**Problems to solve**
1. Recast the entries as a numbered list with blank lines omitted, starting with the line containing "Prove it: the bin" and going on through the line containing "1155;228;1235;245", both included.
2. Continue the passage on usability testing from where it stops.

**Document text**
User testing typically consists of a sort of fishing trip. We lower a lure (the user) into the water (the application or site) and see what critters (defects) bite. This is a valuable and time-tested approach. But when we start fishing for defects, we are left with some tough questions. For instance: When are we finished? How many defects do we need to find before we have fully tested the site or application? If we find a defect, how do we know how severe it is, and by what measure? In iterative testing, how do we compare results from the test of the current version with results from testing earlier versions?

A productive way to address these issues and to incorporate user testing into the design process is by articulating, up front, the key issues you are investigating and predicting what users will do in certain situations. Imagine that you have been asked to review the user experience of a consumer shopping website and your first reaction is “They’ll never find the pricing page.” I’m suggesting that turning that hunch into an explicit prediction or hypothesis will improve the testing and the relevance of the findings for the design team.

Here’s how to do it

Whether you are testing your own design or someone else’s, start by defining questions you want answered. Describe the assumptions implicit in the design. Make predictions about users’ behavior and develop hypotheses about what they will do. That’s the first step. Then, structure your testing to address those hypotheses. That way, whatever the result, you have specific, relevant information about the design.

My colleague Dianne Davis and I developed this approach over several years of testing websites and applications. We start with the idea that every design, implicitly or explicitly, predicts how people will respond and behave. Articulating those predictions and thinking of them as hypotheses focuses our usability research and allows us to “test the design,” not the users.

**Record extracts**
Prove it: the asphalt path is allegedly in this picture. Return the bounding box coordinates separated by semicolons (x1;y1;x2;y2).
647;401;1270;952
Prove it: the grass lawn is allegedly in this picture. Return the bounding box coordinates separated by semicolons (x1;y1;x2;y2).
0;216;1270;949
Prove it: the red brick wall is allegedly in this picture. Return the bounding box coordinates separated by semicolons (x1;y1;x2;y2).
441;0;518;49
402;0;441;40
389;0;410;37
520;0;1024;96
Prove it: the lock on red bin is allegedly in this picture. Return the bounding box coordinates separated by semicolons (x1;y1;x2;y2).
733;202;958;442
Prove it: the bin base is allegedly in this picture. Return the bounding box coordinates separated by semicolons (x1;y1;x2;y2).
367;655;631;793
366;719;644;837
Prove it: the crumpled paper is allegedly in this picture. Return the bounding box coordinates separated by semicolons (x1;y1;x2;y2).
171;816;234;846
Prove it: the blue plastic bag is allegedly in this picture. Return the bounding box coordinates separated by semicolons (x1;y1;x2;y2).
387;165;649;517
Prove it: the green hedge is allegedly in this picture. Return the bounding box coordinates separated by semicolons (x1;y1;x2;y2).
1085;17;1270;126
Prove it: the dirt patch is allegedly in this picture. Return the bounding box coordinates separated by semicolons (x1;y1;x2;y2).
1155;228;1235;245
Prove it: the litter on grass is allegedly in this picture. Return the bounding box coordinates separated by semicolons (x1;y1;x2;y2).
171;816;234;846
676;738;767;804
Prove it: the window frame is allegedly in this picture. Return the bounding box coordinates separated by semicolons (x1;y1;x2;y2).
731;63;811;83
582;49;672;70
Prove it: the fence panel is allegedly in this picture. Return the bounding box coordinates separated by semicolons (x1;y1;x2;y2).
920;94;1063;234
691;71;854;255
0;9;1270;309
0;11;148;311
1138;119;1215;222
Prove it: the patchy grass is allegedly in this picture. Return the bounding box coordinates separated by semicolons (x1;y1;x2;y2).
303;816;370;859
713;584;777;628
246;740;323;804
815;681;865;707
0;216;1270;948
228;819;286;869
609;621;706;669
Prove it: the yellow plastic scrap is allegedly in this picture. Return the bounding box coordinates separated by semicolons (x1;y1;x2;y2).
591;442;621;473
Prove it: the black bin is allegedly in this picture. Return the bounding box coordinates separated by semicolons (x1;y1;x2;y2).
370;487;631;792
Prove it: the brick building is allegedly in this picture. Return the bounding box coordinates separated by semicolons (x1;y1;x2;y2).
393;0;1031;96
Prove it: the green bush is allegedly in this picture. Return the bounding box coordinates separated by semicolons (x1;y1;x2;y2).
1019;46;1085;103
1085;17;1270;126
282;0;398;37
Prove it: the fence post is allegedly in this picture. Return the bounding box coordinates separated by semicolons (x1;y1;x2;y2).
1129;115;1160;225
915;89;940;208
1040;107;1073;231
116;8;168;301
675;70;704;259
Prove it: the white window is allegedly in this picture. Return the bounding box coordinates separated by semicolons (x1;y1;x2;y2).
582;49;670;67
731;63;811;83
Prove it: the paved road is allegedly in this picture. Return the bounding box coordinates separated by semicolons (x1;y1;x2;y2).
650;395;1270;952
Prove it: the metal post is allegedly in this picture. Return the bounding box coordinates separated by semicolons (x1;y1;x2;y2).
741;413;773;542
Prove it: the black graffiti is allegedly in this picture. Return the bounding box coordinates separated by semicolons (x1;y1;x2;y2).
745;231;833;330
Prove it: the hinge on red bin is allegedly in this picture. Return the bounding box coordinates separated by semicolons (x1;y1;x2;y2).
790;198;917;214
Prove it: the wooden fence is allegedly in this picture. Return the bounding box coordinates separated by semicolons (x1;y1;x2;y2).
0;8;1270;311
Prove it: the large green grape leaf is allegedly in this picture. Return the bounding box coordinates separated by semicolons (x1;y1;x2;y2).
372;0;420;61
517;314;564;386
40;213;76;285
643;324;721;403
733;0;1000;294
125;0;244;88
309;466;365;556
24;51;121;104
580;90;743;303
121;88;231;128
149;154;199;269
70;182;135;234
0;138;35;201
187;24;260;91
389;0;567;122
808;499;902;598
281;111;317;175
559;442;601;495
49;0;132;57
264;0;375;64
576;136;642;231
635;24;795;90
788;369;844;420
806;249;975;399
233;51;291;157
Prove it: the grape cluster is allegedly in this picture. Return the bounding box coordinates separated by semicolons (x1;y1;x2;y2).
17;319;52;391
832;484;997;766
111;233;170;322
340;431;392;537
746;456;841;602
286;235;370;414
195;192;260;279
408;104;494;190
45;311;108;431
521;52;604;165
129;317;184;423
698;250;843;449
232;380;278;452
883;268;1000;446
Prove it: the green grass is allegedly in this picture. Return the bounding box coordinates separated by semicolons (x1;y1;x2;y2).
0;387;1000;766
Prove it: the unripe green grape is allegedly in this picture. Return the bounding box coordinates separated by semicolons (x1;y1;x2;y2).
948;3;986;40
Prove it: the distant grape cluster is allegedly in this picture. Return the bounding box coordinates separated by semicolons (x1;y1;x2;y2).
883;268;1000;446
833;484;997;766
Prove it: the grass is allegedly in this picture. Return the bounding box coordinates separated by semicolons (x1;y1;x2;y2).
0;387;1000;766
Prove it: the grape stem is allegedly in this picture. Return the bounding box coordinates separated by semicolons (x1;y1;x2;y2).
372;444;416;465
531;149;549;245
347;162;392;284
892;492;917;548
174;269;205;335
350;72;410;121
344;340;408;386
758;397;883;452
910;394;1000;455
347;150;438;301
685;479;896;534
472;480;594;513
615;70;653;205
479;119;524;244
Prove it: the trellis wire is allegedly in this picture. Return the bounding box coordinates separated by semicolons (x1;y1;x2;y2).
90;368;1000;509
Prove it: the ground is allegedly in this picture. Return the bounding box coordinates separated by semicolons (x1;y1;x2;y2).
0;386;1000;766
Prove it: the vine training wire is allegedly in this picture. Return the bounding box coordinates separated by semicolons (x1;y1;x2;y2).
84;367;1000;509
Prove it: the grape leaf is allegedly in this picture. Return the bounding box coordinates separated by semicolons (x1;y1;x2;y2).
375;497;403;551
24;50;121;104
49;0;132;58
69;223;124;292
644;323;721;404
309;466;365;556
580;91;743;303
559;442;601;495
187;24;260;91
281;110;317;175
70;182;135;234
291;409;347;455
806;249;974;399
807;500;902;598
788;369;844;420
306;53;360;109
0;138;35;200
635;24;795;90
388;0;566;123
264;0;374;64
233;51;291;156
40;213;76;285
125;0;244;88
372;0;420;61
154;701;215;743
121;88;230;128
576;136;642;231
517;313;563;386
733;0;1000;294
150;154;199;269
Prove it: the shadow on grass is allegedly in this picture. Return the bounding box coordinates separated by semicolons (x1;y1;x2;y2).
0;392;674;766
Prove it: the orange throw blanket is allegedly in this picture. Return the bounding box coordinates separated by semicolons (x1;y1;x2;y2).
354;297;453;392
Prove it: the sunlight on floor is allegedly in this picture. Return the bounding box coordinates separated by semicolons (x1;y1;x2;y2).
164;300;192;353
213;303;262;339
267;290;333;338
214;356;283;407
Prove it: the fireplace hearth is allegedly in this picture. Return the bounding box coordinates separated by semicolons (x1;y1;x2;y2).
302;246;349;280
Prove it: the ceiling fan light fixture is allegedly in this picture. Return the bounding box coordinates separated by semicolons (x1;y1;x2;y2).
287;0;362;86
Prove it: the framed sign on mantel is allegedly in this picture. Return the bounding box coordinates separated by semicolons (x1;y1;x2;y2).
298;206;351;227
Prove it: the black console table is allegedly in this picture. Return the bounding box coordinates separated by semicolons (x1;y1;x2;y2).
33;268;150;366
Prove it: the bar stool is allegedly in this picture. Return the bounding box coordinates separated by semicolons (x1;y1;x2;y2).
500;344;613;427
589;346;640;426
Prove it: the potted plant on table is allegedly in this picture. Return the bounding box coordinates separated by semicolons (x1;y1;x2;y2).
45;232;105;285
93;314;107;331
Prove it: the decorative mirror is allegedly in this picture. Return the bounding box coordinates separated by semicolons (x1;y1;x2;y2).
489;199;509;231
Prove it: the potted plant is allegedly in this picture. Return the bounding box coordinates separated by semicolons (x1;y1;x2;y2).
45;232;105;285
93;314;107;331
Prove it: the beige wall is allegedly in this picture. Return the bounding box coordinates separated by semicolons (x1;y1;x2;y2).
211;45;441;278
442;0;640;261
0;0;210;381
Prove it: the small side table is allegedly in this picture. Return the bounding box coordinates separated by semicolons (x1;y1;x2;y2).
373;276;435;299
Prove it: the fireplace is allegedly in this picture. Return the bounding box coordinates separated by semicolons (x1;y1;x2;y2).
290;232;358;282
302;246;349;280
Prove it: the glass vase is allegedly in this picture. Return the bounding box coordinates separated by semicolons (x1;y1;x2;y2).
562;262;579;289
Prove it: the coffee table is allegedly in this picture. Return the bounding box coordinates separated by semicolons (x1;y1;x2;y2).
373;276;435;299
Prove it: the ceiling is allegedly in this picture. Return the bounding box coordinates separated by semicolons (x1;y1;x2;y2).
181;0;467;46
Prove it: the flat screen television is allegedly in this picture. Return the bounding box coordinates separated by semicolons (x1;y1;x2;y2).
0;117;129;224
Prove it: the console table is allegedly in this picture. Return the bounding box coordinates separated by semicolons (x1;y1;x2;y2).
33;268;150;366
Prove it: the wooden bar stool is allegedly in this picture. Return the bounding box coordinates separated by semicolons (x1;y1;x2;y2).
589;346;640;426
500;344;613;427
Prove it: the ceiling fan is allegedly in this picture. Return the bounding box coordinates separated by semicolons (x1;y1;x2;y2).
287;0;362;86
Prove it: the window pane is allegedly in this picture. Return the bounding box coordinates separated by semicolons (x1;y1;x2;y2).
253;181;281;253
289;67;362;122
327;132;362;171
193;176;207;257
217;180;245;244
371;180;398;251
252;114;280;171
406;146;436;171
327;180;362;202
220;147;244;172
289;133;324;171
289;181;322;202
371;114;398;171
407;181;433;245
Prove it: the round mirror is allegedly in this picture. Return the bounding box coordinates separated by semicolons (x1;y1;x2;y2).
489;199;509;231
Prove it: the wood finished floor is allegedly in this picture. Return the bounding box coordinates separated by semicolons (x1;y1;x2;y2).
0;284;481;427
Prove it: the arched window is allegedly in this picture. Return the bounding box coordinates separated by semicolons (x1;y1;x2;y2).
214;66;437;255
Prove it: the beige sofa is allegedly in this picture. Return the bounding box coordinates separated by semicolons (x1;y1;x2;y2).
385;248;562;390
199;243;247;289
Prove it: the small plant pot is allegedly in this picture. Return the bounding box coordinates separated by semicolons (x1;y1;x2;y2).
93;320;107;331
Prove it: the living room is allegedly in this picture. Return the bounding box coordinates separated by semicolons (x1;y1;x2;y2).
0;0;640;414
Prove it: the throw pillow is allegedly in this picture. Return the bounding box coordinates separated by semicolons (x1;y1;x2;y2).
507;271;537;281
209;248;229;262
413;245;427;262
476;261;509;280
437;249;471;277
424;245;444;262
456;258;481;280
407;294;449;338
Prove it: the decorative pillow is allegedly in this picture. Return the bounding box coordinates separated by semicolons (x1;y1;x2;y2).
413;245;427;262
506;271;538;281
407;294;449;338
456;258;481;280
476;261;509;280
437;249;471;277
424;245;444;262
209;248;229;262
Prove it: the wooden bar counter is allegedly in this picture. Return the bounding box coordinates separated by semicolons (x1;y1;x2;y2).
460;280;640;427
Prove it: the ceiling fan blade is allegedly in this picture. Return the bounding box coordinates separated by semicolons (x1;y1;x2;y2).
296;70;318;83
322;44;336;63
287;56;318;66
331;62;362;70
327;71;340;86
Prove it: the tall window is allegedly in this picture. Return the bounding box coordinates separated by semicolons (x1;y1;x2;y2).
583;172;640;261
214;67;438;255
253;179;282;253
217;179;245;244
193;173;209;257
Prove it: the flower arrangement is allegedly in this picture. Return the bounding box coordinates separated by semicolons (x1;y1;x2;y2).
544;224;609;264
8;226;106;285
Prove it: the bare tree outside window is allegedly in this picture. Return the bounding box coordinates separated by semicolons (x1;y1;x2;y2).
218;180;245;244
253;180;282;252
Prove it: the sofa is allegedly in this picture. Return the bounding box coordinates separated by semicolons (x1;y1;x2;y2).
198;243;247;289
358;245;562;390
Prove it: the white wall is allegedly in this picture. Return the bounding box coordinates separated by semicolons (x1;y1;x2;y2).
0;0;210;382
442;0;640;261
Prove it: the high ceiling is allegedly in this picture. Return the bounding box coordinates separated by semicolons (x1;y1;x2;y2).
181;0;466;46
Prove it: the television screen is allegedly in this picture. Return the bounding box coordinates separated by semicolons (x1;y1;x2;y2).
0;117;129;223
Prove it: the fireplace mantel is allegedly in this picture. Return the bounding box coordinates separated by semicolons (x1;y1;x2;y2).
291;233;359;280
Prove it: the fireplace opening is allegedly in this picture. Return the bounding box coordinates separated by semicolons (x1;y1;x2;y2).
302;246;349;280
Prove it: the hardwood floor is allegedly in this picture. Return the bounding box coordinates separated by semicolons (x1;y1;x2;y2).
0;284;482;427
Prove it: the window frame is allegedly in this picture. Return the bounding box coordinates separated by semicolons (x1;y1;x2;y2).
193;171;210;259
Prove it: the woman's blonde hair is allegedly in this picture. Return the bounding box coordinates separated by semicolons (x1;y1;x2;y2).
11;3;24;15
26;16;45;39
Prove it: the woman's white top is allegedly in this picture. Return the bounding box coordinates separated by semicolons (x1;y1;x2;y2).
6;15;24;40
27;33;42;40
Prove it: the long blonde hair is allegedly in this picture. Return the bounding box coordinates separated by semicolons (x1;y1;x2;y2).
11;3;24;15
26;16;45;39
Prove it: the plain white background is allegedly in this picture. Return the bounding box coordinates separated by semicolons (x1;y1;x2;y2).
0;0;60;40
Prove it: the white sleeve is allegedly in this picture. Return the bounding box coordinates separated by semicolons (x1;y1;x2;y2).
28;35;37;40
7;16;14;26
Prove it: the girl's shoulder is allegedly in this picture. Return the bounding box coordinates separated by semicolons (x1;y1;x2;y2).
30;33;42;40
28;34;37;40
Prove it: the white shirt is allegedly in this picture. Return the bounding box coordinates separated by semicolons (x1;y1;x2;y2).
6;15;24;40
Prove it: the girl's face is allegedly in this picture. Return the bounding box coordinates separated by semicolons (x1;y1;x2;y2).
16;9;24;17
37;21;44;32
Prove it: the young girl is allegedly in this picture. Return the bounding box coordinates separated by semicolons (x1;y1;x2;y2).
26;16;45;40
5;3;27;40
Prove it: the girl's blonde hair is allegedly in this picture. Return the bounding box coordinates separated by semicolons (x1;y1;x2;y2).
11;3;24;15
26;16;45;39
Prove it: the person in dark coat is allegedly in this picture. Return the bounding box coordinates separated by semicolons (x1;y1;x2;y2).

**Exercise results**
1.
1. Prove it: the bin base is allegedly in this picture. Return the bounding box coordinates separated by semicolons (x1;y1;x2;y2).
2. 367;655;631;793
3. 366;719;644;837
4. Prove it: the crumpled paper is allegedly in this picture. Return the bounding box coordinates separated by semicolons (x1;y1;x2;y2).
5. 171;816;234;846
6. Prove it: the blue plastic bag is allegedly in this picture. Return the bounding box coordinates separated by semicolons (x1;y1;x2;y2).
7. 387;165;649;517
8. Prove it: the green hedge is allegedly in this picture. Return the bounding box coordinates separated by semicolons (x1;y1;x2;y2).
9. 1085;17;1270;126
10. Prove it: the dirt patch is allegedly in this picture. Return the bounding box coordinates separated by semicolons (x1;y1;x2;y2).
11. 1155;228;1235;245

2.
Testing the design

The first step is to generate hypotheses. We begin with an extensive review of the site or application. We use relevant heuristics in our review, of course. We ground the review in the site or application’s goals and philosophy, as defined by its designers and as documented in project literature (requirements, specifications, creative brief, etc.). This is critical because we want the review to reveal whether the site conforms to, or deviates from, the design. It’s important to engage the design team in a dialogue at this point to clarify their goals and articulate their predictions about user behavior. That way, the results of the testing will answer their questions, not ours. (If we are testing our own design, then we use this opportunity to reflect critically on it and identify its key predictions and assumptions.)

This initial review yields what you’d expect: many “defects” and questions about user behavior. It lets us spot areas that we think will cause difficulties for users, aspects of the design that may not deliver on design goals, and features or regions that may go unfound or unused. We don’t treat these “defects” as certain, but rather as potential problems and as guesses about what users will do. We recognize that each of the issues is no more than a prediction, but one that is “test-able.” Our instincts or prior experience may “tell us” that an issue is critical and will affect user experience and task completion. But we won’t really be sure until we test with users. That’s where hypotheses come into the picture.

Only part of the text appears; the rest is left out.